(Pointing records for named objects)
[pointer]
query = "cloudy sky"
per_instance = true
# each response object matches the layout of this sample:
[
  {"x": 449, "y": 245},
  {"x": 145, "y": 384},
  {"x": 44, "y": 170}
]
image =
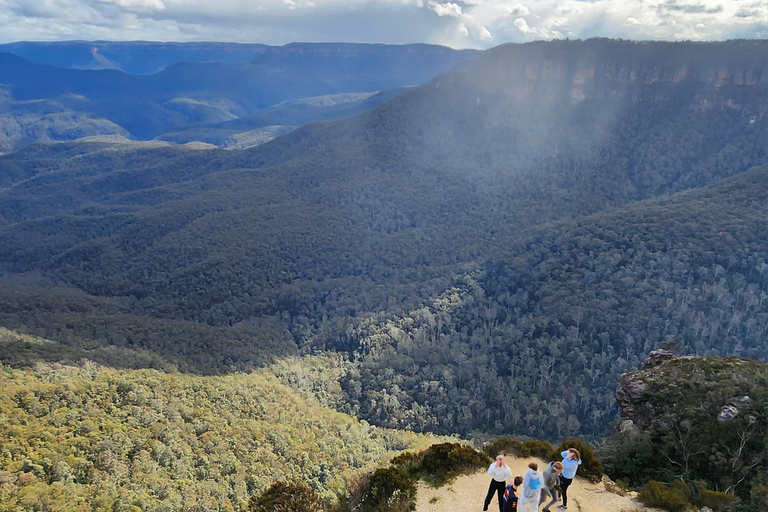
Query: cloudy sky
[{"x": 456, "y": 23}]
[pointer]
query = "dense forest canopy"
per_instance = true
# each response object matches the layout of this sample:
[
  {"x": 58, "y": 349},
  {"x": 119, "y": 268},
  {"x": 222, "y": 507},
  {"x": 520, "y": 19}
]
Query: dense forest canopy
[
  {"x": 87, "y": 435},
  {"x": 530, "y": 225}
]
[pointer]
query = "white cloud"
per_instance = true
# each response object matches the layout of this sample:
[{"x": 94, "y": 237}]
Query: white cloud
[
  {"x": 459, "y": 23},
  {"x": 156, "y": 5},
  {"x": 517, "y": 10},
  {"x": 446, "y": 9},
  {"x": 523, "y": 27}
]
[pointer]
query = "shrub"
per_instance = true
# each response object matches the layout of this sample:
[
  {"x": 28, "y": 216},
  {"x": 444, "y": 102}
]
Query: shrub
[
  {"x": 504, "y": 445},
  {"x": 540, "y": 449},
  {"x": 591, "y": 468},
  {"x": 717, "y": 501},
  {"x": 284, "y": 497},
  {"x": 389, "y": 490},
  {"x": 659, "y": 495},
  {"x": 442, "y": 462}
]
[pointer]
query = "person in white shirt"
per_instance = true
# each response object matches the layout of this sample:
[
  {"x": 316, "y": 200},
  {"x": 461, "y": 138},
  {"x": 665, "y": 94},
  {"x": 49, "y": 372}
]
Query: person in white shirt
[
  {"x": 571, "y": 462},
  {"x": 533, "y": 481},
  {"x": 499, "y": 473}
]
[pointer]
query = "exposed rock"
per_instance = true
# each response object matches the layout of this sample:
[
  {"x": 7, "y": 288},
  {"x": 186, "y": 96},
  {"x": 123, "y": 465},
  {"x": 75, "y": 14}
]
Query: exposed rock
[
  {"x": 611, "y": 486},
  {"x": 739, "y": 401},
  {"x": 731, "y": 408},
  {"x": 657, "y": 357},
  {"x": 727, "y": 413}
]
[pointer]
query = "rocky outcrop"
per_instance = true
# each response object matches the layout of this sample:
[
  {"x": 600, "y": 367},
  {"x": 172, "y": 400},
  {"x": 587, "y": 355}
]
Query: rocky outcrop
[{"x": 667, "y": 385}]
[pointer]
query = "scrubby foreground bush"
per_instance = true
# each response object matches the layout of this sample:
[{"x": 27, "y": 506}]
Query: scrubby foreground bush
[
  {"x": 284, "y": 497},
  {"x": 441, "y": 463},
  {"x": 680, "y": 496}
]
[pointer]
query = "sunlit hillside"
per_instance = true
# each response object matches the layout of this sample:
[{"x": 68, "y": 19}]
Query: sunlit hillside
[{"x": 92, "y": 436}]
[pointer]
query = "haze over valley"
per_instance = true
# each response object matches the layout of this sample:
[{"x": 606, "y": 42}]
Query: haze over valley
[{"x": 403, "y": 242}]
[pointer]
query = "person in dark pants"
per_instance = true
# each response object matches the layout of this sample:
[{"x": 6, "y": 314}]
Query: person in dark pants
[
  {"x": 571, "y": 462},
  {"x": 499, "y": 473}
]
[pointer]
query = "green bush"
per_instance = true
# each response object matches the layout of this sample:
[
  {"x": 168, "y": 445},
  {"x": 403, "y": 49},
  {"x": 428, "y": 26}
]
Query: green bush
[
  {"x": 530, "y": 448},
  {"x": 505, "y": 445},
  {"x": 659, "y": 495},
  {"x": 407, "y": 460},
  {"x": 540, "y": 449},
  {"x": 284, "y": 497},
  {"x": 591, "y": 468},
  {"x": 759, "y": 495},
  {"x": 442, "y": 462},
  {"x": 717, "y": 501},
  {"x": 389, "y": 490}
]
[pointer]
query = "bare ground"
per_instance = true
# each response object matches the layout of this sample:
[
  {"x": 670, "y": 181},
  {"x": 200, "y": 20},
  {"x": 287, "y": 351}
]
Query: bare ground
[{"x": 466, "y": 494}]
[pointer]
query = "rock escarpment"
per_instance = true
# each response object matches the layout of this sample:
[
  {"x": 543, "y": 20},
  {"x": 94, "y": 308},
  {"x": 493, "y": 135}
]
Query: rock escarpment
[{"x": 667, "y": 386}]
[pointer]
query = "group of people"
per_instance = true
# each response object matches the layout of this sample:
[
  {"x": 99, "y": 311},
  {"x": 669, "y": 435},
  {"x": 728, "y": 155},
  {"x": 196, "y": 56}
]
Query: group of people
[{"x": 527, "y": 493}]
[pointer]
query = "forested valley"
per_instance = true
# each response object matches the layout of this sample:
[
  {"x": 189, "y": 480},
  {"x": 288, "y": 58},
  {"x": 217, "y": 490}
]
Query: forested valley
[{"x": 482, "y": 255}]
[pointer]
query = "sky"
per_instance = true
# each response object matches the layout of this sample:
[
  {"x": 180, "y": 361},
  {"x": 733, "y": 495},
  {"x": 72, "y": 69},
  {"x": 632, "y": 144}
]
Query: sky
[{"x": 460, "y": 23}]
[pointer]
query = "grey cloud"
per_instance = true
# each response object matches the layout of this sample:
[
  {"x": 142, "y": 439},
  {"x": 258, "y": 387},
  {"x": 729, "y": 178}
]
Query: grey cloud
[
  {"x": 744, "y": 12},
  {"x": 476, "y": 23},
  {"x": 674, "y": 5}
]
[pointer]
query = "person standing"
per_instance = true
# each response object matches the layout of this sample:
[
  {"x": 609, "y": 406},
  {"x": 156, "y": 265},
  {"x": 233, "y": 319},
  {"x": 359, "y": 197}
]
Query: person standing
[
  {"x": 533, "y": 481},
  {"x": 551, "y": 482},
  {"x": 571, "y": 462},
  {"x": 499, "y": 473},
  {"x": 510, "y": 495}
]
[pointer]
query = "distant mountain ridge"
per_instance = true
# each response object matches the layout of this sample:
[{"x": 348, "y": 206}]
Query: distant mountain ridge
[
  {"x": 134, "y": 57},
  {"x": 480, "y": 230},
  {"x": 187, "y": 94}
]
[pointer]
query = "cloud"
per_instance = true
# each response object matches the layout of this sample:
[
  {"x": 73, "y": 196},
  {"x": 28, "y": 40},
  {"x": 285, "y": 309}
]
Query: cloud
[
  {"x": 446, "y": 9},
  {"x": 131, "y": 5},
  {"x": 523, "y": 27},
  {"x": 458, "y": 23}
]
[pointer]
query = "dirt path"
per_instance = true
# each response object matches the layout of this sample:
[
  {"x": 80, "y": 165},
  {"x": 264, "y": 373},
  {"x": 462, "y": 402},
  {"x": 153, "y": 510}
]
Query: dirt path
[{"x": 466, "y": 494}]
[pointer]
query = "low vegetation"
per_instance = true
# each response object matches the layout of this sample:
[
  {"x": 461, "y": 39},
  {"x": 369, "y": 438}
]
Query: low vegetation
[
  {"x": 697, "y": 435},
  {"x": 116, "y": 439}
]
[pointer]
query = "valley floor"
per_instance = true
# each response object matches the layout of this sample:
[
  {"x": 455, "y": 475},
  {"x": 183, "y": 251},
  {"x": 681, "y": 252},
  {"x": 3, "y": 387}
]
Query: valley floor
[{"x": 466, "y": 494}]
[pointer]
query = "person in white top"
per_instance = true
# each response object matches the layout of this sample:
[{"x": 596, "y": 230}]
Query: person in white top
[
  {"x": 571, "y": 462},
  {"x": 533, "y": 482},
  {"x": 499, "y": 473}
]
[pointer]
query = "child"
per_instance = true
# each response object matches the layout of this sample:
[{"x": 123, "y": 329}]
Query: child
[
  {"x": 510, "y": 495},
  {"x": 571, "y": 462},
  {"x": 551, "y": 483},
  {"x": 533, "y": 481},
  {"x": 499, "y": 473}
]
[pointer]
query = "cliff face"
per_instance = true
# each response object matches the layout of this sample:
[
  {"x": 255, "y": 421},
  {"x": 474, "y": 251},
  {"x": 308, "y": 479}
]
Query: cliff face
[
  {"x": 669, "y": 391},
  {"x": 694, "y": 419},
  {"x": 731, "y": 75}
]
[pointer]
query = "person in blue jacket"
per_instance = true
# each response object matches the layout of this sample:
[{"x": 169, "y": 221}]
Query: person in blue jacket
[
  {"x": 571, "y": 462},
  {"x": 499, "y": 472},
  {"x": 510, "y": 495}
]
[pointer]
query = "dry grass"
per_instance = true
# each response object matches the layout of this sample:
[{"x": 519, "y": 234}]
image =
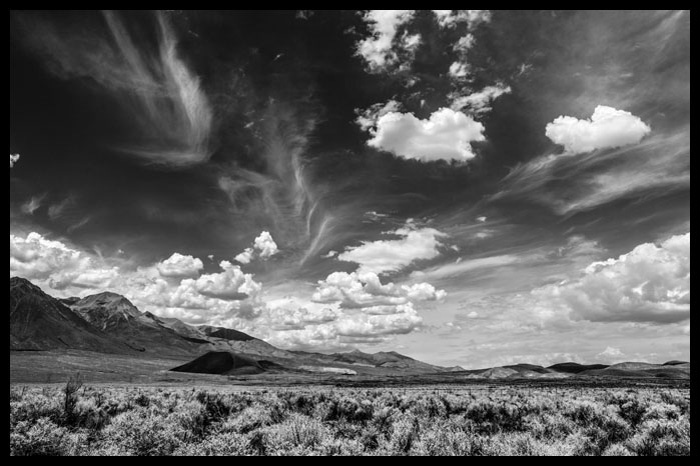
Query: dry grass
[{"x": 151, "y": 421}]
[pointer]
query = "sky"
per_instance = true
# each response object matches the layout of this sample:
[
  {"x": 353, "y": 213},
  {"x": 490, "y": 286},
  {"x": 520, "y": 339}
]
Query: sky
[{"x": 466, "y": 187}]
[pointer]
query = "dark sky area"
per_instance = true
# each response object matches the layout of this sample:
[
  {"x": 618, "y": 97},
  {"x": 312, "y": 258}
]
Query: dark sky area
[{"x": 464, "y": 186}]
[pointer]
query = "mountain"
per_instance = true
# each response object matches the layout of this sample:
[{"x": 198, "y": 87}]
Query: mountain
[
  {"x": 110, "y": 323},
  {"x": 40, "y": 322},
  {"x": 190, "y": 332},
  {"x": 118, "y": 317}
]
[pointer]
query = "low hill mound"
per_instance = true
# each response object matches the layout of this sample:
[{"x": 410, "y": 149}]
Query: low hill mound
[{"x": 221, "y": 363}]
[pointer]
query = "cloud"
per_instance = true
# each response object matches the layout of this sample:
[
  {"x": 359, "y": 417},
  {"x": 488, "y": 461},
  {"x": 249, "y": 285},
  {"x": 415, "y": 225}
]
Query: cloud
[
  {"x": 479, "y": 102},
  {"x": 163, "y": 97},
  {"x": 264, "y": 247},
  {"x": 451, "y": 18},
  {"x": 246, "y": 257},
  {"x": 367, "y": 119},
  {"x": 462, "y": 267},
  {"x": 380, "y": 49},
  {"x": 33, "y": 204},
  {"x": 345, "y": 309},
  {"x": 179, "y": 266},
  {"x": 446, "y": 135},
  {"x": 384, "y": 256},
  {"x": 57, "y": 265},
  {"x": 464, "y": 44},
  {"x": 216, "y": 298},
  {"x": 607, "y": 128},
  {"x": 458, "y": 70},
  {"x": 345, "y": 331},
  {"x": 230, "y": 285},
  {"x": 649, "y": 284},
  {"x": 365, "y": 290},
  {"x": 657, "y": 166}
]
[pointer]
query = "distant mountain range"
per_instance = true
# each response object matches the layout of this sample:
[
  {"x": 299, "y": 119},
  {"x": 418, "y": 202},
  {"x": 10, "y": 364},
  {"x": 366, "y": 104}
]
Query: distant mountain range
[{"x": 109, "y": 323}]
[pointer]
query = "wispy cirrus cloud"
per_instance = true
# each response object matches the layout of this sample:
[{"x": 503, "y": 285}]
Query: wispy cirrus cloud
[
  {"x": 658, "y": 165},
  {"x": 154, "y": 85}
]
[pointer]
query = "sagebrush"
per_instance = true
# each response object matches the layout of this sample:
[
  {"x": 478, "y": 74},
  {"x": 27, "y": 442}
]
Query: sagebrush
[{"x": 156, "y": 421}]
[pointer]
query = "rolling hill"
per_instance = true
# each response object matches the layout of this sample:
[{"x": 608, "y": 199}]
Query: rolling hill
[{"x": 109, "y": 323}]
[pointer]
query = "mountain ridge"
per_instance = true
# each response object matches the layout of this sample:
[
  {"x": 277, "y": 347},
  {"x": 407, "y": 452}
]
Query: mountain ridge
[{"x": 109, "y": 323}]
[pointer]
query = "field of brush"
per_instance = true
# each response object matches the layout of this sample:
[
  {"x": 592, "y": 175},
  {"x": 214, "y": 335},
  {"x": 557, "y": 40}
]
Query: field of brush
[{"x": 76, "y": 419}]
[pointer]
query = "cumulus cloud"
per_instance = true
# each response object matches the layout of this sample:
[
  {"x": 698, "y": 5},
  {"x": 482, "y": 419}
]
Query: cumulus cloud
[
  {"x": 446, "y": 135},
  {"x": 606, "y": 129},
  {"x": 346, "y": 309},
  {"x": 479, "y": 102},
  {"x": 458, "y": 70},
  {"x": 649, "y": 284},
  {"x": 451, "y": 18},
  {"x": 380, "y": 49},
  {"x": 179, "y": 266},
  {"x": 264, "y": 247},
  {"x": 367, "y": 119},
  {"x": 464, "y": 44},
  {"x": 231, "y": 284},
  {"x": 222, "y": 298},
  {"x": 246, "y": 257},
  {"x": 365, "y": 290},
  {"x": 394, "y": 254},
  {"x": 347, "y": 330},
  {"x": 56, "y": 265}
]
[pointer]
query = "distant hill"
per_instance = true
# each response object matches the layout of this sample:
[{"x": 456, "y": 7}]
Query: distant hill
[
  {"x": 222, "y": 363},
  {"x": 575, "y": 368},
  {"x": 386, "y": 360},
  {"x": 110, "y": 323},
  {"x": 40, "y": 322},
  {"x": 225, "y": 333}
]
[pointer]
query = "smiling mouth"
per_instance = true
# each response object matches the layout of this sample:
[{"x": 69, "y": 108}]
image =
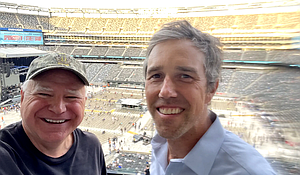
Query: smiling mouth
[
  {"x": 169, "y": 111},
  {"x": 55, "y": 121}
]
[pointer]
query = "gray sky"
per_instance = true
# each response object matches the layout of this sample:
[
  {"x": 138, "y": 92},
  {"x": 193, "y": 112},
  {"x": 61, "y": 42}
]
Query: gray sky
[{"x": 125, "y": 3}]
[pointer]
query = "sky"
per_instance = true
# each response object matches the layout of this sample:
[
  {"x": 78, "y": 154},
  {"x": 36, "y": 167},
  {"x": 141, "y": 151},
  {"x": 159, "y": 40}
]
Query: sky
[{"x": 124, "y": 3}]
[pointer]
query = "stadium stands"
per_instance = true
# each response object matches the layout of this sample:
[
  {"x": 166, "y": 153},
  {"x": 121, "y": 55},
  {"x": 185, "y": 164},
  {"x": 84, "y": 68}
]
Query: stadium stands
[{"x": 276, "y": 90}]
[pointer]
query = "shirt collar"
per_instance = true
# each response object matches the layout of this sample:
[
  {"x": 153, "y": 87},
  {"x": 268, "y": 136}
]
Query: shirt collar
[
  {"x": 204, "y": 153},
  {"x": 202, "y": 156}
]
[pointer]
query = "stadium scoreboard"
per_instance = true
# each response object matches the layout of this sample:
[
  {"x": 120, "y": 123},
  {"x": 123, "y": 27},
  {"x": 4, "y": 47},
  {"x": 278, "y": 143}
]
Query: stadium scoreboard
[{"x": 21, "y": 36}]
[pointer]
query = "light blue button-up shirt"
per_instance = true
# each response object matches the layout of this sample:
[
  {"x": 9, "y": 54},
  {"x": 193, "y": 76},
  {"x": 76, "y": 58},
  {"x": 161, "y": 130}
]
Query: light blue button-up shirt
[{"x": 218, "y": 152}]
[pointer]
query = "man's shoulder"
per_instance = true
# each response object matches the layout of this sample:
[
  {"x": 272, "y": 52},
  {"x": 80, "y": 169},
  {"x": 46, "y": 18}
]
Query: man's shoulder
[
  {"x": 10, "y": 132},
  {"x": 240, "y": 155}
]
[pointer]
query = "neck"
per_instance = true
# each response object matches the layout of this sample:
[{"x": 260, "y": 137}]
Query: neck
[
  {"x": 55, "y": 150},
  {"x": 180, "y": 147}
]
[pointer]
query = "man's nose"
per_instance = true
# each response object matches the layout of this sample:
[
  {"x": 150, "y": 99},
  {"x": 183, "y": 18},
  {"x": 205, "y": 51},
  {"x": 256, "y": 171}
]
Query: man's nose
[
  {"x": 58, "y": 105},
  {"x": 168, "y": 89}
]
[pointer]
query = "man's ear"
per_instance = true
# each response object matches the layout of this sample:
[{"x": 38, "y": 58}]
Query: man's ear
[{"x": 209, "y": 95}]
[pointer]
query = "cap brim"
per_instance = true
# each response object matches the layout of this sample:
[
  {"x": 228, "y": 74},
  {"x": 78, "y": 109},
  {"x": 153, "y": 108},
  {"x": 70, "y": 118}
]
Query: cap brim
[{"x": 80, "y": 76}]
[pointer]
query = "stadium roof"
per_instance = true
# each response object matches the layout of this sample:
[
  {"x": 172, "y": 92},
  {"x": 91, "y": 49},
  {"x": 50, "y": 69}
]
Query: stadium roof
[{"x": 20, "y": 52}]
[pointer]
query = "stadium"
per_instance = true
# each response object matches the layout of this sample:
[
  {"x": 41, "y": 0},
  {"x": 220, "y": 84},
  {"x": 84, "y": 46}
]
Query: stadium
[{"x": 258, "y": 97}]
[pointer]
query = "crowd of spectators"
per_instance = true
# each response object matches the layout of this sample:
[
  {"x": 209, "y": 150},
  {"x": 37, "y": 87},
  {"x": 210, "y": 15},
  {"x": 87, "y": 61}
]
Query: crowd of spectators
[{"x": 148, "y": 25}]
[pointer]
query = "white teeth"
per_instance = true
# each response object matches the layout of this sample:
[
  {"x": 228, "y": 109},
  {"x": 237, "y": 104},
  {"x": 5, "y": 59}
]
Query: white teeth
[
  {"x": 55, "y": 121},
  {"x": 170, "y": 110}
]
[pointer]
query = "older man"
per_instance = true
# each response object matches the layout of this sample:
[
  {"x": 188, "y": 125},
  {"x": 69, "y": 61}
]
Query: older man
[
  {"x": 47, "y": 140},
  {"x": 182, "y": 69}
]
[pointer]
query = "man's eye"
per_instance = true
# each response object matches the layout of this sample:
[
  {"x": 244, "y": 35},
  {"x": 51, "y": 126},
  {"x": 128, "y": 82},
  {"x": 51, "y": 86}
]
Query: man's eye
[
  {"x": 185, "y": 76},
  {"x": 44, "y": 94},
  {"x": 155, "y": 76},
  {"x": 71, "y": 97}
]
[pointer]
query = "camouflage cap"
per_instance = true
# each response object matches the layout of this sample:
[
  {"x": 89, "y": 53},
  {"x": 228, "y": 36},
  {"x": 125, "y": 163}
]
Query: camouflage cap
[{"x": 57, "y": 61}]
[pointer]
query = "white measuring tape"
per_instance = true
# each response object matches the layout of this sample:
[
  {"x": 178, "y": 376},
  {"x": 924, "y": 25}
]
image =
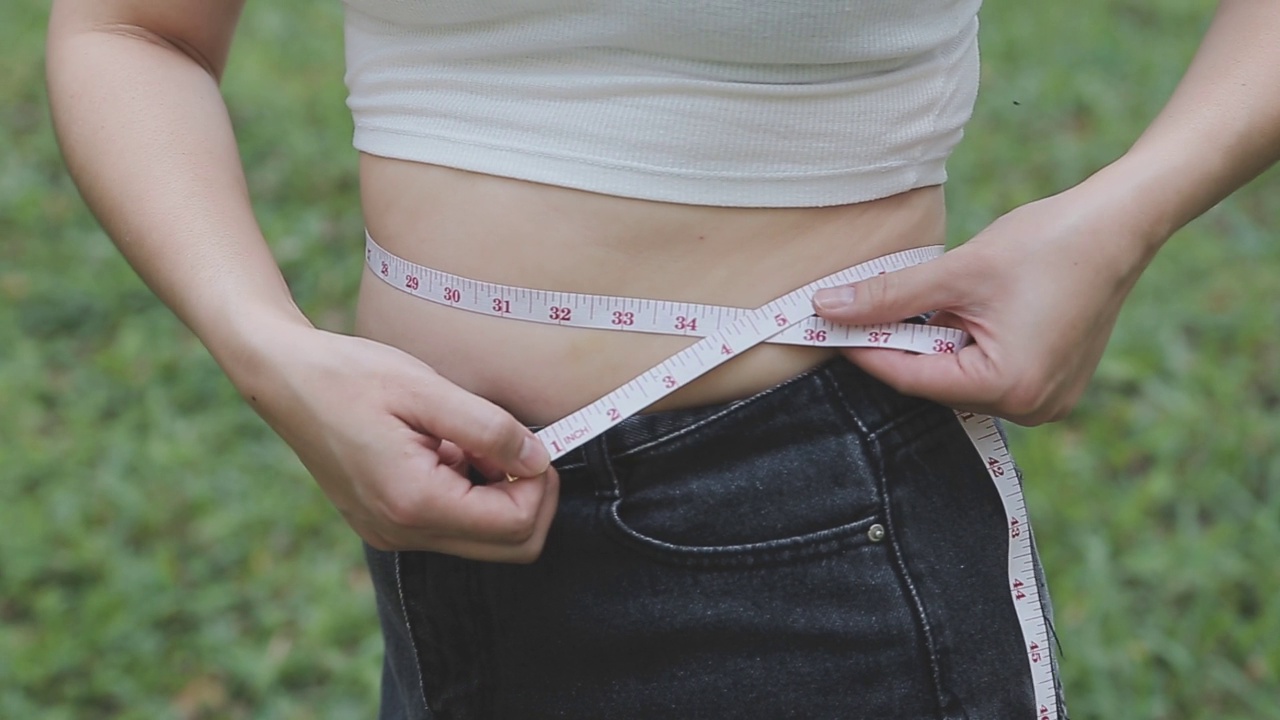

### WHAT YOU HAVE TO DO
Extract every line of the records above that contains the word "shirt", treating uppercase and lowercase letters as distinct.

### ANSWER TO THIS PROBLEM
query = "person in white shirt"
Query: person in white shirt
query = "shirt collar"
Query: shirt collar
query = "light blue button-up shirt"
Query: light blue button-up shirt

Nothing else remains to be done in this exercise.